Texte de référence ▸
□ □ □

Moïse se leva de bon matin,
et il gravit la montagne du Sinaï comme le Seigneur le lui avait ordonné.
Il emportait les deux tables de pierre.
Le Seigneur descendit dans la nuée et vint se placer là, auprès de Moïse.
Il proclama son nom qui est : LE SEIGNEUR.
Il passa devant Moïse et proclama : « LE SEIGNEUR, LE SEIGNEUR.
Dieu tendre et miséricordieux, lent à la colère, plein d’amour et de vérité,
qui garde sa fidélité jusqu’à la millième génération,
supporte faute, transgression et péché, mais ne laisse rien passer,
car il punit la faute des pères sur les fils et les petits-fils,
jusqu’à la troisième et la quatrième génération. »
Aussitôt Moïse s’inclina jusqu’à terre et se prosterna.
Il dit : « S’il est vrai, mon Seigneur, que j’ai trouvé grâce à tes yeux,
daigne marcher au milieu de nous.
Oui, c’est un peuple à la nuque raide ;
mais tu pardonneras nos fautes et nos péchés, et tu feras de nous ton héritage. »
Ex 34, 4b-6.8-9

Notons le caractère concret des expressions dans ce texte et aussi la manière dont Dieu se comporte. Le cadre est celui d’une rencontre familière. Dieu prend l’initiative de descendre, de se placer auprès de Moïse, de passer devant lui, et il proclame son nom. Dans la culture biblique, le don du nom équivaut au don de la personne, l’instauration d’une relation intime et confiante. Dieu, emploie le tétragramme (4 caractères) YHWH symbole de son être innommable et ajoute le SEIGNEUR, qui le présente comme « le maître ». Viennent ensuite d’autres qualificatifs que l’on retrouve tout au long de la Bible, par exemple dans le psaume 102, tendre, miséricordieux, pacifique, fidèle et toujours prêt au pardon. Tous sont empruntés au vocabulaire d’une relation humaine et aimante, et sont mis en rapport avec l’histoire humaine dont Dieu partage la marche et à laquelle il reste fidèle malgré les infidélités et la tête dure du peuple et des peuples qu’il aime.

L’Évangile selon saint Jean nous transporte dans un autre moment de la révélation de Dieu. Le médiateur n’est plus Moïse seulement, prophète et guide du peuple de l’Alliance, mais Jésus qui offre une image plus forte encore de l’amour de Dieu.

Car Dieu a tellement aimé le monde qu’il a donné son Fils unique,
afin que quiconque croit en lui ne se perde pas, mais obtienne la vie éternelle.
Car Dieu a envoyé son Fils dans le monde,
non pas pour juger le monde, mais pour que, par lui, le monde soit sauvé.

□ □ □

Informations extraites ▸
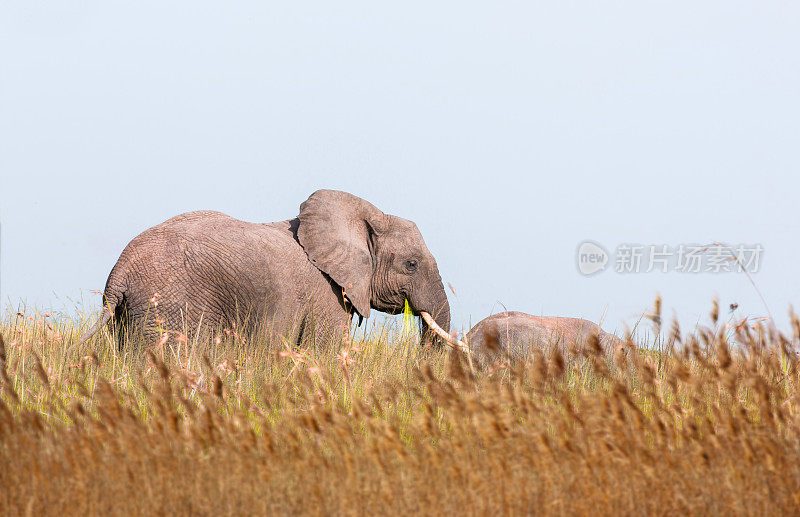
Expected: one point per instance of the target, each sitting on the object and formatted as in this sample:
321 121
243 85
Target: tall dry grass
707 424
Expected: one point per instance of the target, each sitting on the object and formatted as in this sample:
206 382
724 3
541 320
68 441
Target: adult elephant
301 277
517 334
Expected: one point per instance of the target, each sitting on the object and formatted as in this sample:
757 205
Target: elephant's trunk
438 313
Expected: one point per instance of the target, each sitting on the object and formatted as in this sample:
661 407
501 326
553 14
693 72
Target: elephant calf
518 334
300 277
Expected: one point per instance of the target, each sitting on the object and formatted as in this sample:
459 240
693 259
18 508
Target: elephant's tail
108 313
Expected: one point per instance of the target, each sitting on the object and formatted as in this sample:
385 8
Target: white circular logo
592 258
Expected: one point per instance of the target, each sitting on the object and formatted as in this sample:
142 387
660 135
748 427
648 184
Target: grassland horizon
700 422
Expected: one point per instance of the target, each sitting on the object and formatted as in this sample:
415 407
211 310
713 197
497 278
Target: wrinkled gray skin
309 275
518 334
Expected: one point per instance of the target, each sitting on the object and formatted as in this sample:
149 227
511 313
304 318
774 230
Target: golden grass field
701 423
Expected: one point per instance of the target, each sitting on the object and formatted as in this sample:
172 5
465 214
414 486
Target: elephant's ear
335 231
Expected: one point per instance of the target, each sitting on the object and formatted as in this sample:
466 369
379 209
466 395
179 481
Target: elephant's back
520 333
205 262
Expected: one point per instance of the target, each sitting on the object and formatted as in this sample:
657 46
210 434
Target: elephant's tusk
453 342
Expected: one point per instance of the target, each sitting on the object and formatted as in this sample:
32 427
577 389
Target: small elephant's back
519 333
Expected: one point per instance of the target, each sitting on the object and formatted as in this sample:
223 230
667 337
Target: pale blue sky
508 131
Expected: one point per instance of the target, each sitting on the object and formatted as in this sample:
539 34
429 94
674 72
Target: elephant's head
379 260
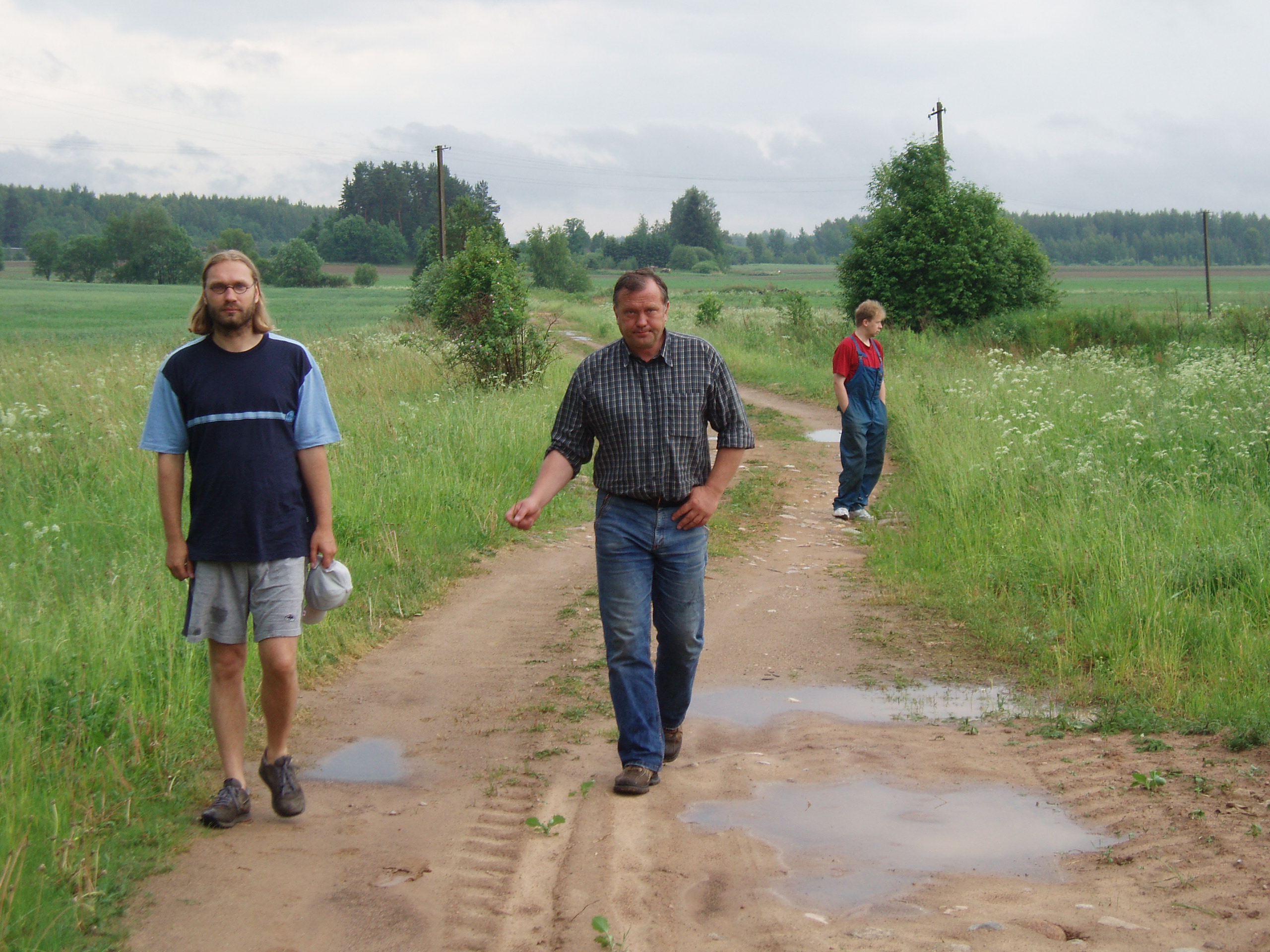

□ □ □

Consignes et exercices ▸
1. Dans le texte sur la révélation de Dieu à Moïse, reprenez le passage qui commence par « Moïse se leva » et se poursuit jusqu'à « et se prosterna. », en échangeant « nuée » contre « nuage ».
2. Pouvez-vous reprendre le texte sur la révélation de Dieu à Moïse et le prolonger après sa dernière phrase ?

Réponses par consigne ▸
1.
Moïse se leva de bon matin,
et il gravit la montagne du Sinaï comme le Seigneur le lui avait ordonné.
Il emportait les deux tables de pierre.
Le Seigneur descendit dans la nuage et vint se placer là, auprès de Moïse.
Il proclama son nom qui est : LE SEIGNEUR.
Il passa devant Moïse et proclama : « LE SEIGNEUR, LE SEIGNEUR.
Dieu tendre et miséricordieux, lent à la colère, plein d’amour et de vérité,
qui garde sa fidélité jusqu’à la millième génération,
supporte faute, transgression et péché, mais ne laisse rien passer,
car il punit la faute des pères sur les fils et les petits-fils,
jusqu’à la troisième et la quatrième génération. »
Aussitôt Moïse s’inclina jusqu’à terre et se prosterna.

2.
Celui qui croit en lui échappe au Jugement ;
celui qui ne croit pas est déjà jugé,
du fait qu’il n’a pas cru au nom du Fils unique de Dieu.
Jn 3, 16-18

L’Alliance de Dieu s’approfondit, et sa relation d’amour se manifeste de manière neuve. Elle ne concerne plus seulement le peuple d’Israël, mais le monde des humains, « tout homme ». Pour le révéler, Dieu fait don à l’humanité de son propre Fils qui « prend la condition de serviteur, devenant semblable aux hommes. Reconnu homme à son aspect, il s’est abaissé, devenant obéissant jusqu’à la mort, et la mort de la croix (Ph, 2 7-8). Désormais, la relation que Dieu instaure avec les humains est familiale et familière. En Jésus, elle se fait paternelle et fraternelle. Jésus est son fils et il est frère de toute personne humaine. Avec Jésus et en lui, chacun entre en relation filiale avec Dieu et peut l’appeler « Père ». Dieu était venu marcher avec son peuple, comme l’en suppliait Moïse. Désormais, tous les hommes sont invités à communier avec lui et à vivre de sa vie éternelle. Dieu est entré dans notre temps pour que nous entrions en son éternité. Un auteur chrétien anonyme du 2e siècle écrivait cela de belle manière.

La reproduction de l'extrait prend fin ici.